Категория полифонии рассматривалась до сих пор (если не считать малоплодотворных попыток обнаружить полифонизм то у одно, то у другого писателя или вообще превратить его в атрибут реалистического повествования) либо в философском, либо в жанровом ключе (что, впрочем, во многом было спровоцировано логикой самого Бахтина). Между тем полифонический дискурс – это еще и определенный «эпи­зод« в развитии русской литературы; и к этому аспекту проблемы, у Бахтина недостаточно эксплицированному, мы и хотели бы привлечь внимание.

Событие диалога в русской литературе было подготовлено тем кри­зисом языка, который проявился на ру­беже XVIII-XIX веков в странном «поведении» слова, вдруг отказавшегося от своей риторической миссии – служить единым для всех средством выражения и убеждения. Непре­рывное пространство языка «растрескалось» и децентрировалось; и че­ловек очутился перед двоякого рода необходимостью. С одной стороны, перед ним приоткры­лась «изнаночная» – безымянная и невыразимая – сфера реальности. С другой стороны, слово, потерявшее свой «общий» и универсальный характер, должно было быть заново (и каждым чело­веком с неизбежностью особо, по-своему) при-своено. Вместе с властью над словом человек утратил и былой контакт с действительностью; и эта невозможность установить однозначное и однонаправленное отно­шение с миром и с другим человеком вызвала к жизни иные, «пара-лин­гвистические» способы обращения с языком.

Диапазон их был весьма широк; и его предельными, крайними точ­ками можно считать с­ледующие комму­никативные ситуации. В «Рус­ских ночах» В.Ф. Одоевского слова предстают сигналами, которые сами по себе не имеют определенного значения, но «пробуждают в нас нашу мысль», если мы находимся «в некоторой степени симпатии» и говорим «искренне»: «… мы говорим не словами, но чем-то… вне слов…».1 Для того чтобы быть услышанным, человек должен был научиться теперь, пользуясь языком, как бы обходить его и «намекать» на то, что переда­ется помимо слова. Противоположная ситуация – общение, превратив­шееся в механическое, лишенное всякого смысла произнесение слов. И здесь можно сослаться на гоголевскую прозу в целом и на «Коляску» в частности. Чертокуцкий «...вмешивался вдруг в чужой разговор и кричал из своего угла: «в котором году?» или «кото­рого полка?», не замечая, что иногда вопрос совершенно не приходился к делу». И завершится этот «странный» разговор тем, что один поме­щик, рассказавший «...такую баталию, какой никогда не было...», «…потом, совершенно неизвестно по каким причинам, взял пробку из графина и воткнул ее в пирожное».1 Чисто ритуальный обмен репли­ками заканчивается жестом, приравнивающим слово к предмету.

──────

» Задание 1
Перескажите фрагмент о полифонии в двух предложениях.
» Задание 2
Выведите без изменений отрывок фрагмента о полифонии, который начинается словами «Категория полифонии рассматривалась» и заканчивается словами «бы привлечь внимание.».

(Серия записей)
──────

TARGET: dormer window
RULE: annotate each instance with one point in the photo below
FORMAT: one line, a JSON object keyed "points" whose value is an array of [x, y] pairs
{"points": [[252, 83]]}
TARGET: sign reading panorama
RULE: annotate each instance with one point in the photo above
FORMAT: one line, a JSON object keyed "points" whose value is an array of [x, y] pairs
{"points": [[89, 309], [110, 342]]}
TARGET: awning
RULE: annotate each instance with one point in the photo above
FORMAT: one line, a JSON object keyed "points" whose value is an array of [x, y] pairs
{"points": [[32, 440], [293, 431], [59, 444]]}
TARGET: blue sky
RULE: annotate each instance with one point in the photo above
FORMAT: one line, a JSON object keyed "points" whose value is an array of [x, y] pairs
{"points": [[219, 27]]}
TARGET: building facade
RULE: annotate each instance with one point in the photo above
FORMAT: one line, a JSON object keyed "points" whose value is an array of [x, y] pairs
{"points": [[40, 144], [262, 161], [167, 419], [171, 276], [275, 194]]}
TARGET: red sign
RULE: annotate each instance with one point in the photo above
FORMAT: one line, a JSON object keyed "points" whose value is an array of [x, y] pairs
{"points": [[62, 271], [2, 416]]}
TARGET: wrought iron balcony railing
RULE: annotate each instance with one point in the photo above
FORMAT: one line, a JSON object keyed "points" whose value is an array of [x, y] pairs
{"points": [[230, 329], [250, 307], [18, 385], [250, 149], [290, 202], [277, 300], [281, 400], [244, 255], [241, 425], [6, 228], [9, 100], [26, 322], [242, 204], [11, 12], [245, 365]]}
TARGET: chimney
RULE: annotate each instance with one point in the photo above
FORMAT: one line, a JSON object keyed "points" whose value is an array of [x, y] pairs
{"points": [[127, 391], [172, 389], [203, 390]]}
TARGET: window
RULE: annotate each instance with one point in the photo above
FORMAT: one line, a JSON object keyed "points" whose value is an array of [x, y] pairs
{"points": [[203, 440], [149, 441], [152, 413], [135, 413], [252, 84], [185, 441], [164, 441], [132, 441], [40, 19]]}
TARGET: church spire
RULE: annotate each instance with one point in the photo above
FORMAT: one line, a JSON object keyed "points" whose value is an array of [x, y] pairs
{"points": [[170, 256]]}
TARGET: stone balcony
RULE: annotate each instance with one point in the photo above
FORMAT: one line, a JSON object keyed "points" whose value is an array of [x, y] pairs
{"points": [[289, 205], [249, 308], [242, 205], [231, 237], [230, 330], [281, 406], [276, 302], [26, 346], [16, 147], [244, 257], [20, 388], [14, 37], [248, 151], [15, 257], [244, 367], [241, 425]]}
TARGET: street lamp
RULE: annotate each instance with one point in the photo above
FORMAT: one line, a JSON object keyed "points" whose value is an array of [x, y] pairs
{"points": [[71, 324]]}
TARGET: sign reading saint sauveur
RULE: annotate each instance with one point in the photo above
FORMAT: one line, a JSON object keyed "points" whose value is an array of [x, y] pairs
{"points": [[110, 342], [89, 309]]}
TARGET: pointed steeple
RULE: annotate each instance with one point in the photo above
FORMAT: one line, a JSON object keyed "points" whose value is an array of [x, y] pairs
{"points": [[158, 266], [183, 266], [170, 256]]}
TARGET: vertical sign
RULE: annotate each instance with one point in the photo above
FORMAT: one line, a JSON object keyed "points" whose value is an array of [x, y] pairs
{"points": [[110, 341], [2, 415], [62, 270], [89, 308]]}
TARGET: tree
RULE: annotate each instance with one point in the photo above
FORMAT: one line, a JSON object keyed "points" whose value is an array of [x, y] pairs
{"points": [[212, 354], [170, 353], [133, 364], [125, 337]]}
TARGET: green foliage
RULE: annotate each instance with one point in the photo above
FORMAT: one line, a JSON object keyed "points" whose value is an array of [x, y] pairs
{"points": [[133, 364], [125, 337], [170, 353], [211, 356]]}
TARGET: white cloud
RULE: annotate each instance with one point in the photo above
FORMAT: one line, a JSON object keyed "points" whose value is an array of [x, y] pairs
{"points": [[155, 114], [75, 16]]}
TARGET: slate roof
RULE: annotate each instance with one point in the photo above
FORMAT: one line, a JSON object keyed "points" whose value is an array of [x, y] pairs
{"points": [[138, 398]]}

──────

» Полный ответ 1
Полифонию до сих пор рассматривали в философском или жанровом ключе, а здесь предлагается взглянуть на полифонический дискурс как на особый «эпизод» в развитии русской литературы. Диалог в этой литературе подготовил кризис языка на рубеже XVIII–XIX веков, когда слово потеряло общий для всех характер и появились иные способы обращения с языком: от намека на то, что передается помимо слов, в «Русских ночах» Одоевского до бессмысленного произнесения слов в гоголевской «Коляске».

» Полный ответ 2
Категория полифонии рассматривалась до сих пор (если не считать малоплодотворных попыток обнаружить полифонизм то у одно, то у другого писателя или вообще превратить его в атрибут реалистического повествования) либо в философском, либо в жанровом ключе (что, впрочем, во многом было спровоцировано логикой самого Бахтина). Между тем полифонический дискурс – это еще и определенный «эпи­зод« в развитии русской литературы; и к этому аспекту проблемы, у Бахтина недостаточно эксплицированному, мы и хотели бы привлечь внимание.